(TASK INSTRUCTIONS) Among the records below, find the line with "Point to the hazy" and the line with "Point to the pink". Set down both and every line between, exactly and with no pictures, but nothing else.

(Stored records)
────
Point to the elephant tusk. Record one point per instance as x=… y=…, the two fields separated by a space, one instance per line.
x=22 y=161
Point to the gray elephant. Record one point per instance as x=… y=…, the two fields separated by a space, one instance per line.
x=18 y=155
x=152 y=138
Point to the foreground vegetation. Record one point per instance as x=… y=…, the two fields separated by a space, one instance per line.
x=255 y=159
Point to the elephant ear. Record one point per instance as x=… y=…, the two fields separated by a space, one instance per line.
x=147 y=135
────
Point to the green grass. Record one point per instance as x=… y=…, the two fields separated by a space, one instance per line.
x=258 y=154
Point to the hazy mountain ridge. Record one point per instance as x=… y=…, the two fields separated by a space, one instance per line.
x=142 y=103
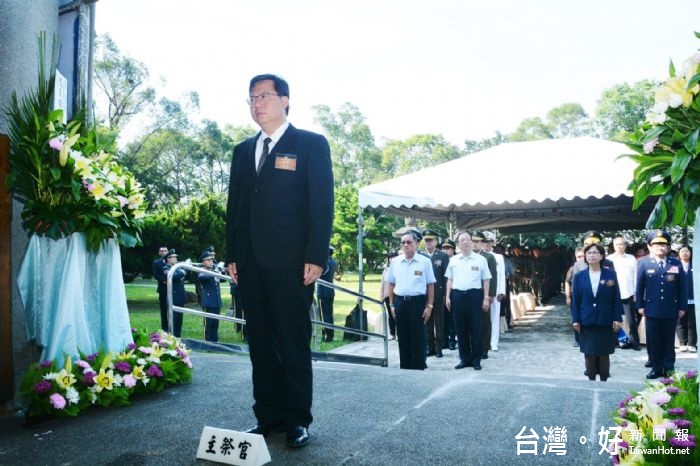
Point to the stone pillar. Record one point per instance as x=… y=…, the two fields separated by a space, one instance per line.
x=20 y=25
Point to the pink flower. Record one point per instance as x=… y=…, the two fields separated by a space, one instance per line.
────
(TASK ANSWER)
Point to the hazy mountain ridge. Record one point per instance as x=… y=…, the two fields separated by a space, one instance per line.
x=142 y=103
Point to the stone pillar. Record one point per instance as x=… y=…, the two fields separated by a space, one instance per line.
x=20 y=25
Point to the pink flower. Record one point per instance as x=… y=…, the two fields separated by a space, one instance per line.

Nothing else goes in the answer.